┌──

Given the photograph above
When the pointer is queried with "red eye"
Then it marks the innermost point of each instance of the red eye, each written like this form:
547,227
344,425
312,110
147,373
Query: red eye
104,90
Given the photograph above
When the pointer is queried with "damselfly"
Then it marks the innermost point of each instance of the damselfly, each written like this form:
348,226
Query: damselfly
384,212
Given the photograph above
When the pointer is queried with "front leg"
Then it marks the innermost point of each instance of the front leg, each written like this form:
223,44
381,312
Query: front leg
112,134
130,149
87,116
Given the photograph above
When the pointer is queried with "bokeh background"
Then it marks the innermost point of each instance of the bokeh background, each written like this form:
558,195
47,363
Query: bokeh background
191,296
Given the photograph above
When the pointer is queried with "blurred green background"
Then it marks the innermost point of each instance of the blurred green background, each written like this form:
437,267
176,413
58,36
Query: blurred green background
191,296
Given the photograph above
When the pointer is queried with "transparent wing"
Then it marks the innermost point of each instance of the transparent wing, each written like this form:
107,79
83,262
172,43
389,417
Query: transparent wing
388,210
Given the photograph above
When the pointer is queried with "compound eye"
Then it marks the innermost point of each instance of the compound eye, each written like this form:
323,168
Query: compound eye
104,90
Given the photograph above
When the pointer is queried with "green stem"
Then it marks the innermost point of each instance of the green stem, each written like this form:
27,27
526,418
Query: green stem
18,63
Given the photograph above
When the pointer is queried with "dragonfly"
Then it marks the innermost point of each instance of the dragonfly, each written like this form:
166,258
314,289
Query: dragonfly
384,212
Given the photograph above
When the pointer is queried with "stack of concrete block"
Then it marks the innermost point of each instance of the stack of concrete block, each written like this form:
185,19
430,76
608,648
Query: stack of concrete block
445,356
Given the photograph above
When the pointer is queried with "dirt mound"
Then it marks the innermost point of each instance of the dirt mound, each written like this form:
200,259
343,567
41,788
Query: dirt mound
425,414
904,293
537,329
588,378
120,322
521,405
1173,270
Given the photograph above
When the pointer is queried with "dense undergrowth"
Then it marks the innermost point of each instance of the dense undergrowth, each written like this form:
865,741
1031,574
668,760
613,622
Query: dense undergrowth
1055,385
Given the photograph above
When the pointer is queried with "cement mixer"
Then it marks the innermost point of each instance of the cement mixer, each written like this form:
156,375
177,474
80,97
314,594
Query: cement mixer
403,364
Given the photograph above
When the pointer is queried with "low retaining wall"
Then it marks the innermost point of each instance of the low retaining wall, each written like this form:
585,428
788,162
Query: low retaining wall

└──

PROBLEM TO WORK ON - From the listing above, collect every line that contains the word "cement", and copy each one in full.

SOLUTION -
When the pointer is queried with "cement mixer"
Then it marks the innermost point of each instance of the cement mixer, each written like this form:
Query: cement mixer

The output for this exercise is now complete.